(Region pointing data)
====
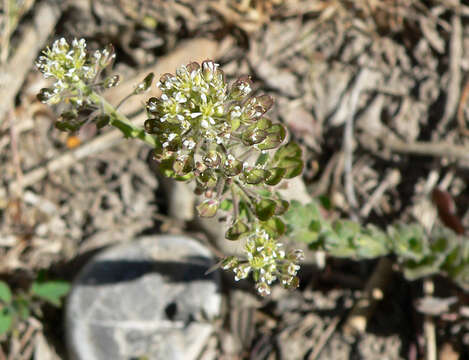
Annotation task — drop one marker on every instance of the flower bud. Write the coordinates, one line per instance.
(208, 208)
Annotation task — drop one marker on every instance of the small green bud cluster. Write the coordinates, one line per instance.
(219, 136)
(203, 130)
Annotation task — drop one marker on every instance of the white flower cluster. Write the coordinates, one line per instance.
(268, 262)
(194, 99)
(70, 64)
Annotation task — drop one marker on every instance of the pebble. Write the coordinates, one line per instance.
(149, 298)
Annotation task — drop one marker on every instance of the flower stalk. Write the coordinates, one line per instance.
(202, 130)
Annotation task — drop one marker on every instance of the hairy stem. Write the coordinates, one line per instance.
(119, 120)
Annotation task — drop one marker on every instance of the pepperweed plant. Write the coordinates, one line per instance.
(203, 131)
(219, 137)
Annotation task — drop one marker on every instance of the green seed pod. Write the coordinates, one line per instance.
(102, 120)
(235, 231)
(111, 81)
(208, 208)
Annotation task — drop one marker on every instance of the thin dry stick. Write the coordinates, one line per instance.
(326, 335)
(429, 325)
(360, 314)
(66, 160)
(195, 50)
(348, 142)
(391, 180)
(436, 149)
(462, 103)
(14, 151)
(455, 57)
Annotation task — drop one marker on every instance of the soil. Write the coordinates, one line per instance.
(394, 72)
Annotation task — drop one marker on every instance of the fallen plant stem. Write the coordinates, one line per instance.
(374, 292)
(429, 324)
(428, 148)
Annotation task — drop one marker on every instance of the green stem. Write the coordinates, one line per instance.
(119, 120)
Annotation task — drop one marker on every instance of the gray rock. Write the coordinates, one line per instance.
(149, 297)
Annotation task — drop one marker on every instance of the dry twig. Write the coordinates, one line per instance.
(196, 50)
(374, 291)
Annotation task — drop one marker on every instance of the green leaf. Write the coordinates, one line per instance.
(262, 159)
(253, 135)
(51, 291)
(5, 292)
(281, 206)
(6, 320)
(299, 217)
(265, 209)
(145, 84)
(236, 230)
(255, 176)
(226, 205)
(276, 175)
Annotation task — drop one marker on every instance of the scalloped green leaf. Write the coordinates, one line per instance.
(51, 291)
(265, 209)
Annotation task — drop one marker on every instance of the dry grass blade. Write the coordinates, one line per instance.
(32, 41)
====
» The problem
Provide an exact transcript of the lines from the one that holds "of the fallen" through the final line of the data above.

» Result of the exercise
Annotation task — drop one marker on every instance of the fallen plant stem. Write the coordinates, one line per instance.
(374, 292)
(429, 324)
(428, 148)
Annotation task — drop one marker on every instance of the green stem. Write the coordinates, one line per instance.
(119, 120)
Annotation task — drop one marker on every instance of the gray rock. Write the coordinates, one line per instance.
(149, 297)
Annotation task — drop one marker on every instance of the dry twig. Write the coordinates, one line per instance.
(196, 50)
(374, 291)
Annotation task — drop one marker on every instance of the green leaf. Write the coordinates, one line per instance.
(262, 159)
(253, 135)
(51, 291)
(5, 292)
(281, 206)
(6, 320)
(299, 217)
(265, 209)
(145, 84)
(236, 230)
(255, 176)
(226, 205)
(276, 175)
Annotation task — drop one marker on every instance of the scalloped green leaf. Write the coordinates, one line per instance.
(51, 291)
(265, 209)
Annotation task — drop one marker on every instance of the dry grass blade. Write the coordinates, one line per instance.
(32, 41)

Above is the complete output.